▶ PROBLEM: Look below for the line containing "Per the spec, this vision system identifies the small". Output it and each remaining line of the entries exactly, and nothing else.

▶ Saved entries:
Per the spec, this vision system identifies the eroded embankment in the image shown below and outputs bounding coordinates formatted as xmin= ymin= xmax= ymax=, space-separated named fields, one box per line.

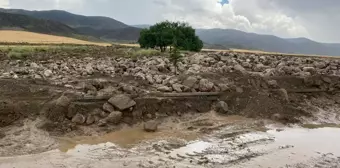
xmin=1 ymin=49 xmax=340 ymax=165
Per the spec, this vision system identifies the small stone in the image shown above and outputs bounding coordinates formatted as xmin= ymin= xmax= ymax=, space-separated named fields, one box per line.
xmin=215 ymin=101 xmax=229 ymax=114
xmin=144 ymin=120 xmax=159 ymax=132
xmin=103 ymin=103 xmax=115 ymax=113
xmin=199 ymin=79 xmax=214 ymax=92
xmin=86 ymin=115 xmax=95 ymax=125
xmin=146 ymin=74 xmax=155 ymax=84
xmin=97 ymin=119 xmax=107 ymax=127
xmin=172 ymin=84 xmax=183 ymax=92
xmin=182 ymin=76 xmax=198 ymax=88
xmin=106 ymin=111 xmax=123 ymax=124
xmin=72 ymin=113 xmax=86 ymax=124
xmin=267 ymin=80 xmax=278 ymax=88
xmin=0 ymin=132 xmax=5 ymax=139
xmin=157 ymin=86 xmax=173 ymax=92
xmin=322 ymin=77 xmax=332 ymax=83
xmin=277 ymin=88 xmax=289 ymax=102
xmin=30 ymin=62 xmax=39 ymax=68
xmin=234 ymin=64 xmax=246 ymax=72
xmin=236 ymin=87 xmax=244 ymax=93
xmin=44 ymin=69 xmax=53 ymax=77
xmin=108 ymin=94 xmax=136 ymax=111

▶ EXERCISE ANSWER:
Per the spec, this vision system identifies the small stone in the image shown above and outputs bounding coordinates formatted as xmin= ymin= xmax= ymax=, space-separated named fields, one box per line.
xmin=215 ymin=101 xmax=229 ymax=114
xmin=144 ymin=120 xmax=159 ymax=132
xmin=103 ymin=103 xmax=115 ymax=113
xmin=199 ymin=79 xmax=214 ymax=92
xmin=86 ymin=115 xmax=95 ymax=125
xmin=146 ymin=74 xmax=155 ymax=84
xmin=97 ymin=119 xmax=107 ymax=127
xmin=172 ymin=84 xmax=183 ymax=92
xmin=182 ymin=76 xmax=198 ymax=88
xmin=106 ymin=111 xmax=123 ymax=124
xmin=72 ymin=113 xmax=86 ymax=124
xmin=267 ymin=80 xmax=278 ymax=88
xmin=0 ymin=132 xmax=5 ymax=139
xmin=157 ymin=86 xmax=173 ymax=92
xmin=322 ymin=77 xmax=332 ymax=83
xmin=277 ymin=88 xmax=289 ymax=102
xmin=30 ymin=62 xmax=39 ymax=68
xmin=234 ymin=64 xmax=246 ymax=72
xmin=236 ymin=87 xmax=244 ymax=93
xmin=44 ymin=69 xmax=53 ymax=77
xmin=108 ymin=94 xmax=136 ymax=111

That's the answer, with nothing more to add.